Source document →
Business Reputations Can Be Assets, or Liabilities…

Michael D. Moberly – February 15, 2024 – Business Intangible Asset Strategy & Risk Mitigation – Founder, Business Intangible Asset Blog & kpstrat

The reputation of a business, its products, services, and operating culture are intangible (non-physical) assets.

A business’s reputation can be a valuable, admirable, durable, and sustainable asset that measurably contributes to competitiveness, valuation, and revenue generation capability.

A business’s reputation can also become a liability if unrecognized, overlooked, and unmanaged. In these instances, liability translates as, among other things, (a.) burden and/or challenge that (b.) narrows attractivity and utility, to (c.) moderate valuation, competitiveness, and revenue generation capability.

Definitions of reputation variously include perceptions, beliefs, and opinions acquired and held about someone or something. Reputations attach to people, products, services, brands, operating cultures, and new initiatives or ventures.

Reputation influence people to think a certain way about a business, e.g., its operating culture, products, and/or services.

Given information →
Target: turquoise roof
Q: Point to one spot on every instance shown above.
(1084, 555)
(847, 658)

Complete the following →
a – Turn the paragraph in the article on business reputation that begins "A business's reputation can also become a liability" into a short bulleted list that keeps its main facts.
b – Please continue the article on business reputation, picking up right after its last sentence.
The listing can be ignored.

Outputs for the tasks →
a –
- A business's reputation can become a liability if it is unrecognized, overlooked, and unmanaged.
- In these cases, liability means, among other things, a burden and/or challenge.
- That burden narrows attractivity and utility.
- This in turn moderates valuation, competitiveness, and revenue generation capability.

b –
Reputation comes from the Latin word reputationem, which means “consideration.” It’s how people consider, or label others and businesses, usually in contexts of or along a continuum of good or bad. ACQUIRE A REPUTATION – Cambridge English Dictionary

As a business intangible asset strategist and risk mitigator, perceptions held about a business (ala the public and stakeholders, et al) can influence throughout a value chain to reach suppliers, customers, employees, investors, and communities, etc.

Its’ important for readers to note also that reputation doesn’t necessarily translate to respect. That’s because reputation is mostly (if not entirely) external. Whereas respect can be internal and external simultaneously. Building Your Reputation (shrm.org)

 Of course, there are various factors which can influence – connote a business’s (public) reputation. For example, some ‘reputation influencing factors’ are single events, some are circumstantial, while others are experiential.

An unfortunate (present-day) commonality is reputation risks (harms) can materialize at the will and timing of nefarious shouts, shouting, and shouters all-of-which can cascade (virally) at keystroke speeds to adversely affect business standing and reputation for indeterminate periods of time.

Not infrequently, business reputation risks are emerge with precipitators, a particular triggering event and/or accusatory shouting, ala revelations of associations (inadvertent, coincidental, or intentional).

Well-managed and monitored reputations translate (broadly) to trust, credibility, customer loyalty, and serve to attract-retain top talent, among many other things. The Critical Role Of Reputation Management (forbes.com) Positive reputations also lend itself to (building-sustaining) unique and likely proprietary forms, contexts, and applications of…

  • intellectual capital (knowledge, know how)
  • structural capital (processes, procedures)
  • relationship capital (associations, alliances)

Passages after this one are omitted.